● RECORDS FOR THIS TASK:
::::

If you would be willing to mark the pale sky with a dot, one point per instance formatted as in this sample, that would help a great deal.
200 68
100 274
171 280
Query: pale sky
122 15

::::

Word for word, restate all of the data shown above.

● THE ANSWER:
If you would be willing to mark the pale sky with a dot, one point per instance formatted as in this sample, that would help a great deal.
200 68
100 274
171 280
Query: pale sky
122 15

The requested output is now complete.